───── PROVIDED TEXT
Signal handling: what you can't do.

Mon Aug 23 14:02:23 CEST 1999

I was reviewing gnupg prior to installing it (not a proper "is this a
safe crypto program", just a "is this a safe setuid program" review).

Everything looked OK, with one exception.

In 'init_signals', there is:

    nact.sa_handler = got_fatal_signal;
...
    do_sigaction( SIGINT, &nact );

and got_fatal_signal looks like this:

static RETSIGTYPE
got_fatal_signal( int sig )
{
    if( caught_fatal_sig )
        raise( sig );
    caught_fatal_sig = 1;

    fprintf( stderr, "\n%s: %s caught ... exiting\n",
              log_get_name(), signal_name(sig) );
    secmem_term();
    exit( 8 );
}

now, this is not good.  There are three issues here, but most flow
from the same important rule:

In a signal handler, under Linux (and most other unixes), you cannot:

1. Assume that the values in non-volatile variables are stored in the same
   order as implied by the code (or in fact, that they are ever stored
   at all);
2. Call non-reentrant procedures.

For instance, even though 'fprintf' is thread-safe, it is not
reentrant, because it achieves thread-safety by using locks; since
gnupg doesn't link with the thread library, the locking calls do
nothing.  Likewise, atexit()/exit() are not reentrant.

Also for instance, in secmem_init, there is this code:

    else {
        pool_is_mmapped = 1;
        pool_okay = 1;
    }

there is absolutely no guarantee that `pool_is_mmapped' is physically
set to 1 before `pool_ok', or that `pool_ok' is set to 1 after the
previous store to `pool'.  secmem_term() uses the values of these
variables.

How could someone exploit this?  Well, as an example, just after the
init_signals call in main(), there is 'create_dotlock (NULL)', which
calls atexit().  atexit() does this:

int
atexit (void (*func) (void))
──────────
───── DATASET
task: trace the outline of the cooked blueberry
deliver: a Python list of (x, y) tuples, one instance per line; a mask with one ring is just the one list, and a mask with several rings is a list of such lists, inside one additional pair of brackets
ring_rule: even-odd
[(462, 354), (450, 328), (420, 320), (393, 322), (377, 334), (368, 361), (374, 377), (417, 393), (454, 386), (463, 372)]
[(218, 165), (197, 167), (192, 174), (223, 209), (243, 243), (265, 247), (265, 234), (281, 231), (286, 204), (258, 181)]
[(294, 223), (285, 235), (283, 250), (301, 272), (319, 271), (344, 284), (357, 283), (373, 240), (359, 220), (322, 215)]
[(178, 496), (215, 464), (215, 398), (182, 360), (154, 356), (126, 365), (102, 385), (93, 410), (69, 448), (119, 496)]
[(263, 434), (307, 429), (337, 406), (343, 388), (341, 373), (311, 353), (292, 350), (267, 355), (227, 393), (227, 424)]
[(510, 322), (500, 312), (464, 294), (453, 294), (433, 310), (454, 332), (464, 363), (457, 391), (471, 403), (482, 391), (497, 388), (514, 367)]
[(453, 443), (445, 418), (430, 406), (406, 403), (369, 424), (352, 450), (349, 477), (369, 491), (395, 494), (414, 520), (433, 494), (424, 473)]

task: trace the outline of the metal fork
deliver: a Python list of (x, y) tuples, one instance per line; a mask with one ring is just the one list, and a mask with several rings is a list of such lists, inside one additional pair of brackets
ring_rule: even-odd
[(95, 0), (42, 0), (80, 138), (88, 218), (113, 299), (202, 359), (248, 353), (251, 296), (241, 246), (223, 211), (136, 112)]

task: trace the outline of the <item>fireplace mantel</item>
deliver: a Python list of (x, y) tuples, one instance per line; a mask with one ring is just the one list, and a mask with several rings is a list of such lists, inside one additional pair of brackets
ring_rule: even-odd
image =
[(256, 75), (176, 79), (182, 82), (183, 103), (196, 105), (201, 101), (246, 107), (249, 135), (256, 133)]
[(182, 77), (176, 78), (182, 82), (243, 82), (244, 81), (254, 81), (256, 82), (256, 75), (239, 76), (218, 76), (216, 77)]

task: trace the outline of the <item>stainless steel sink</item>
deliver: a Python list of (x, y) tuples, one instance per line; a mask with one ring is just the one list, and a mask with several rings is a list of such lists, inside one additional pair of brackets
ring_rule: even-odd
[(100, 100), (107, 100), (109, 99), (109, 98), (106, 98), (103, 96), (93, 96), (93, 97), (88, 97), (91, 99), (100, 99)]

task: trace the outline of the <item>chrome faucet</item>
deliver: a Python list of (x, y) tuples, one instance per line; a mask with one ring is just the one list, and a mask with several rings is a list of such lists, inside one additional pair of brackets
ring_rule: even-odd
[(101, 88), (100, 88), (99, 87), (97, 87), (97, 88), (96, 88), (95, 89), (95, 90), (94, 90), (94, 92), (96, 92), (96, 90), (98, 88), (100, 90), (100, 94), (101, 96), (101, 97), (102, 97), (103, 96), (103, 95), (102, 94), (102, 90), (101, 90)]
──────────
• WRITTEN TASKS:
**A.** Retype the signal-handling post from "now, this is" up to and including "are not reentrant.".
**B.** Answer these questions using the signal-handling post:
(i) What kind of review of gnupg was the author doing?
(ii) What value does got_fatal_signal pass to exit?
(iii) Which function does 'create_dotlock (NULL)' call?
**C.** For each statement, say whether it agrees with the signal-handling post, and quote the words that decide it.
(i) The author found many problems in gnupg during the review.
(ii) gnupg links with the thread library.
(iii) secmem_term() uses the values of the variables set in secmem_init.

• SOLUTIONS TO EACH TASK:
**A.**
now, this is not good.  There are three issues here, but most flow
from the same important rule:

In a signal handler, under Linux (and most other unixes), you cannot:

1. Assume that the values in non-volatile variables are stored in the same
   order as implied by the code (or in fact, that they are ever stored
   at all);
2. Call non-reentrant procedures.

For instance, even though 'fprintf' is thread-safe, it is not
reentrant, because it achieves thread-safety by using locks; since
gnupg doesn't link with the thread library, the locking calls do
nothing.  Likewise, atexit()/exit() are not reentrant.

**B.**
(i) A review of whether gnupg is a safe setuid program, not a proper review of whether it is a safe crypto program.
(ii) 8.
(iii) atexit().

**C.**
(i) No: "Everything looked OK, with one exception."
(ii) No: "since gnupg doesn't link with the thread library, the locking calls do nothing."
(iii) Yes: "secmem_term() uses the values of these variables."